Labeled shape records
►
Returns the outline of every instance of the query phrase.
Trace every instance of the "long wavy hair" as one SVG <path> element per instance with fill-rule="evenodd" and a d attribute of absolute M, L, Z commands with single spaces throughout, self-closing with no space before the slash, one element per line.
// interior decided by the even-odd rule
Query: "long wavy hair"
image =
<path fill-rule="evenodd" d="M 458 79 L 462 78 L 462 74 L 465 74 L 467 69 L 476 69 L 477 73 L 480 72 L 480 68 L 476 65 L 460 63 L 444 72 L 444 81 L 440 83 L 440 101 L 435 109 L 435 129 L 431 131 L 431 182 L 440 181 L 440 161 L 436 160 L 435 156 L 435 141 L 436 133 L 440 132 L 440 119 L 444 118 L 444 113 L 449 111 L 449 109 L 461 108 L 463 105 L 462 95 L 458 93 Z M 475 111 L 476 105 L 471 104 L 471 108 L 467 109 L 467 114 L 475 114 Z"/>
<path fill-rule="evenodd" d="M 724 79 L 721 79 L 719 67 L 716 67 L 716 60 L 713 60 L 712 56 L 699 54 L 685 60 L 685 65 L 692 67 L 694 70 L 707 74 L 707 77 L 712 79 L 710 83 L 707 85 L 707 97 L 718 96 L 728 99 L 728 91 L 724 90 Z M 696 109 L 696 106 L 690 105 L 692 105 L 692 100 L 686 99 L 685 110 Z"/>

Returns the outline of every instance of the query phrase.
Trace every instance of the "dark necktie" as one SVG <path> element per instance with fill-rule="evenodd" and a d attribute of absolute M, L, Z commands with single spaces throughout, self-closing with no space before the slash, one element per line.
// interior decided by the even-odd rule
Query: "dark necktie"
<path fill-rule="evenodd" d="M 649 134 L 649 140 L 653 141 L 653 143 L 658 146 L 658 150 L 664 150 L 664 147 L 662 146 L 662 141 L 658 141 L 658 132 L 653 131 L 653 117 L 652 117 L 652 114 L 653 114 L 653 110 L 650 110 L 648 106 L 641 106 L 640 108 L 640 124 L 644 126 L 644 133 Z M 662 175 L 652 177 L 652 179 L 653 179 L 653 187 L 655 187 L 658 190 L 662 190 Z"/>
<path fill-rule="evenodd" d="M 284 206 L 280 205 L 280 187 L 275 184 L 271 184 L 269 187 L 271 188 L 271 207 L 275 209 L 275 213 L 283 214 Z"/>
◄
[Written exercise]: Count how many lines of the records contain the string 'single', matching case exactly, and give only that number.

[Written answer]: 2